● **Work to do**
According to the court opinion, on what grounds did the Lower Colorado River Authority say in its first special exception that it was immune from tort liability?

● **Quoted text**
..............................

Karling v. Lower Colorado River Authority

303 S.W.2d 495 | Tex. App. | 1957

303 S.W.2d 495 (1957)

Anna KARLING, Appellant,
v.
LOWER COLORADO RIVER AUTHORITY, Appellee.

No. 10480.

Court of Civil Appeals of Texas, Austin.

May 15, 1957.
Rehearing Denied June 5, 1957.

Dan Moody, Dan Moody, Jr., Austin, for appellant.

W. S. Gideon, Mac Umstattd, Austin, for appellee.

HUGHES, Justice.

The Reverend J. F. Karling was drowned on June 13, 1955, in the Colorado River below and near the Marble Falls Dam. He and a companion were fishing from a boat in those waters when flood gates on the dam were opened and the onrushing water caused the boat to capsize and Reverend Karling to drown.

This suit is brought by the widow, Mrs. Anna Karling, against the Lower Colorado River Authority for damages for negligently causing the death of her husband. The alleged acts of negligence were the opening of the flood gates under the then existing circumstances and the failure to timely warn persons fishing in the river just below the dam that the gates were to be opened.

The trial court sustained special exceptions by L.C.R.A.[1] to the pleadings of Mrs. Karling and upon her refusal to amend dismissed her suit.

We will summarize the exceptions. (1) That L.C.R.A. is a political subdivision of the State created, existing and operating solely and exclusively as a governmental agency in a purely governmental capacity and hence immune from tort liability. (2) That the acts of L.C.R.A. in the premises, opening flood gates and releasing impounded flood waters, were purely governmental and nonproprietary and hence nonactionable in any event.

..............................

● **Excerpted data**
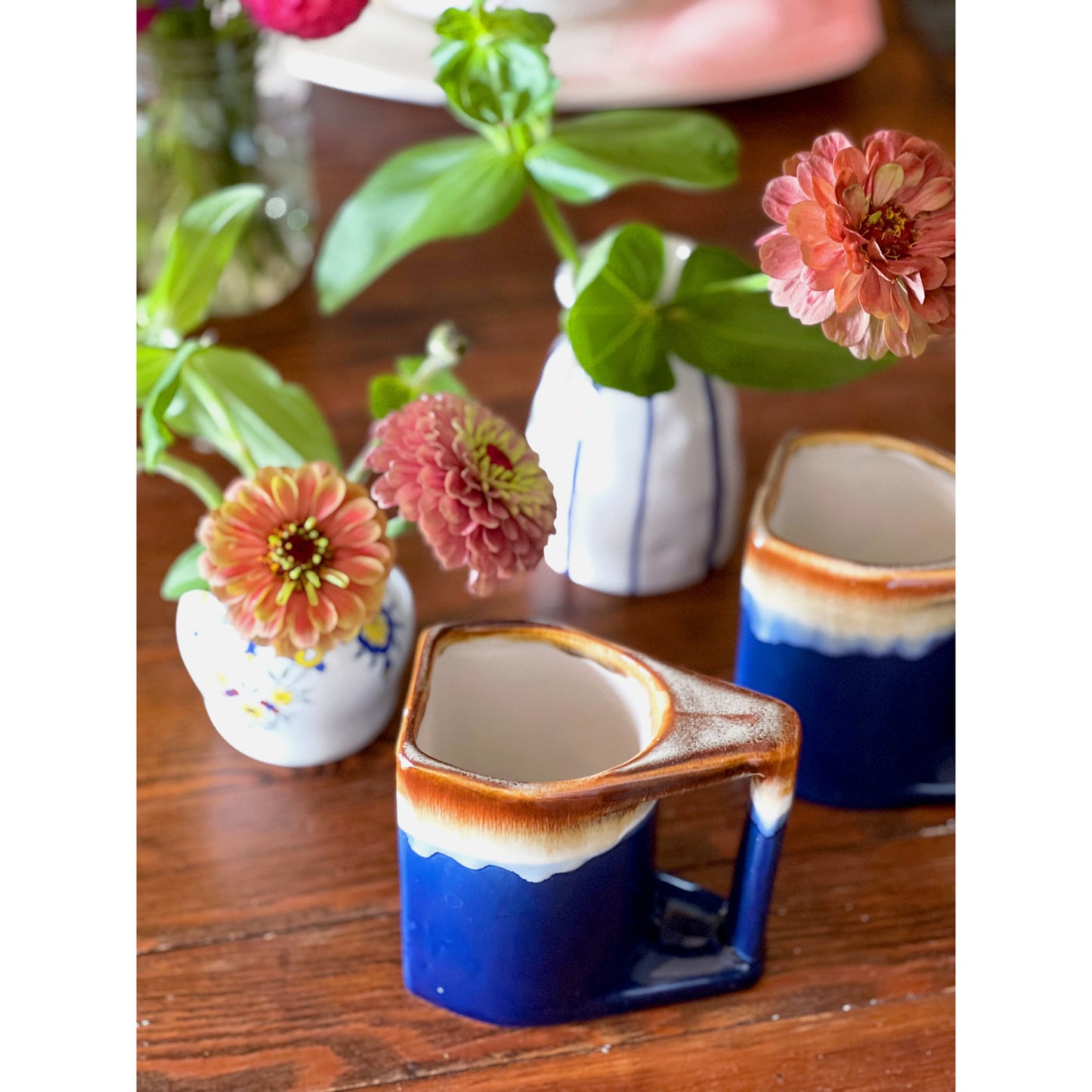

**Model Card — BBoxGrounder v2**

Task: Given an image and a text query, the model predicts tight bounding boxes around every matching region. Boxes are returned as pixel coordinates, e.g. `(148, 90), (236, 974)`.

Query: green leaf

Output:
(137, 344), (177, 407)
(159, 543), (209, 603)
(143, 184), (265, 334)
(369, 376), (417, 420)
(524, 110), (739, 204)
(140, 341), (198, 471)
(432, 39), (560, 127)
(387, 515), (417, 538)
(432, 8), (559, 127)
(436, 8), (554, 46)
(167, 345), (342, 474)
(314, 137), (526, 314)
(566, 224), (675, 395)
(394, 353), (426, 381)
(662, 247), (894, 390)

..............................

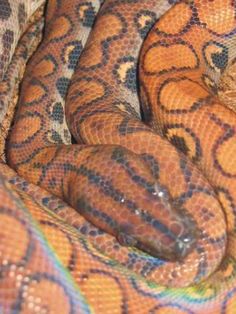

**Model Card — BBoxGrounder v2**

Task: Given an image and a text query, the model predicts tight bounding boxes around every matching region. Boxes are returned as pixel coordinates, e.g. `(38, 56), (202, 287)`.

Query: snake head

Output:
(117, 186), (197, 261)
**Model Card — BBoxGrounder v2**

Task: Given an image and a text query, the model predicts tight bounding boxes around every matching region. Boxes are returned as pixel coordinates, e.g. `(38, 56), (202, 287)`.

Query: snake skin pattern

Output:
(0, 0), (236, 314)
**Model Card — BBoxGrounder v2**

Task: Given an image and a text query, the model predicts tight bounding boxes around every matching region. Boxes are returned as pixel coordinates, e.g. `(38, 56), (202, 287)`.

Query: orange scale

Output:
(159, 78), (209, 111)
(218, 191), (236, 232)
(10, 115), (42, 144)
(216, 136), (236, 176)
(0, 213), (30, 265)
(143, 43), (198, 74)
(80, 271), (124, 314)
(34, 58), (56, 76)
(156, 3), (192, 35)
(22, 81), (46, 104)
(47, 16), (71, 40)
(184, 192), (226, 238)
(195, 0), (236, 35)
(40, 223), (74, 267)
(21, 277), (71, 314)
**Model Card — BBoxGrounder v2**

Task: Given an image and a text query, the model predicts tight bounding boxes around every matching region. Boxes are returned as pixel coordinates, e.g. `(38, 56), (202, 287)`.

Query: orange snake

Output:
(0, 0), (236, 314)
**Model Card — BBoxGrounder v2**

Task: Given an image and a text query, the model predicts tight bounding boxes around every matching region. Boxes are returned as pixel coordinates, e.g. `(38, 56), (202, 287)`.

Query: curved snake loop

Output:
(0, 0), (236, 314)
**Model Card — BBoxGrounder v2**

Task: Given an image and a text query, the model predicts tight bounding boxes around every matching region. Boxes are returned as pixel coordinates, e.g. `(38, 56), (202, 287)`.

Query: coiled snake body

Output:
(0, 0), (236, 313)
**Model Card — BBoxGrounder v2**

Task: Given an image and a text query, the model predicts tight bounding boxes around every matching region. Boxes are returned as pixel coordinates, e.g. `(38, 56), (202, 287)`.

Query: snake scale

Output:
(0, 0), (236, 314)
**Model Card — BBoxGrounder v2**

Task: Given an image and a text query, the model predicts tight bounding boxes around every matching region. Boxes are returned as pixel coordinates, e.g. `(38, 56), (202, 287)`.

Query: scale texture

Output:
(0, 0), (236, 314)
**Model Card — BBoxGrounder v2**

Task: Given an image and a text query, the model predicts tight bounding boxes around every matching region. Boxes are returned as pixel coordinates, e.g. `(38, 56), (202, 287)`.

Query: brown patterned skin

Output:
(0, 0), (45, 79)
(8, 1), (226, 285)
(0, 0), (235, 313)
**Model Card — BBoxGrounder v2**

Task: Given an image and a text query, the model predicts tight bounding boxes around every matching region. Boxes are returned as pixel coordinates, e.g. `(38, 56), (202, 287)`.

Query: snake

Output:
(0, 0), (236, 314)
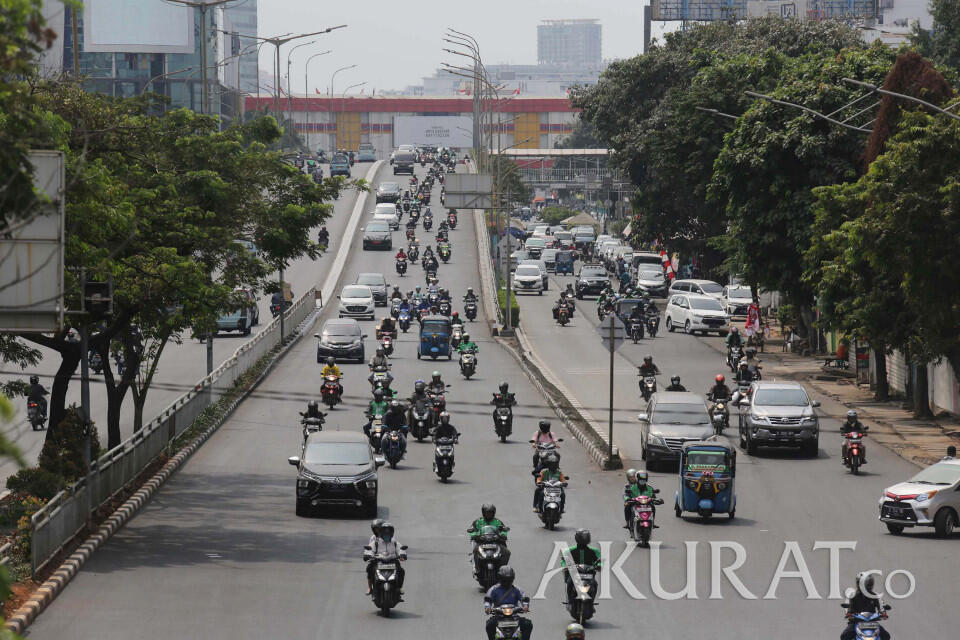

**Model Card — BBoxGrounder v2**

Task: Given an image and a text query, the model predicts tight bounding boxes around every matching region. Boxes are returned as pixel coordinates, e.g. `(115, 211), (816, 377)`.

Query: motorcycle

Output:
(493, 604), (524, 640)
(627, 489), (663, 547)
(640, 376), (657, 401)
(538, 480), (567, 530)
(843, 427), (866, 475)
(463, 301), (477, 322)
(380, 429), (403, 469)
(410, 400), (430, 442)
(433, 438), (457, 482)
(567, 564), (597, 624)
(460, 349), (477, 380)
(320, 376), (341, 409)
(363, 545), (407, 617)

..............................

● **Task result**
It argued that it was a political subdivision of the State, created, existing and operating solely and exclusively as a governmental agency in a purely governmental capacity, and was therefore immune from tort liability.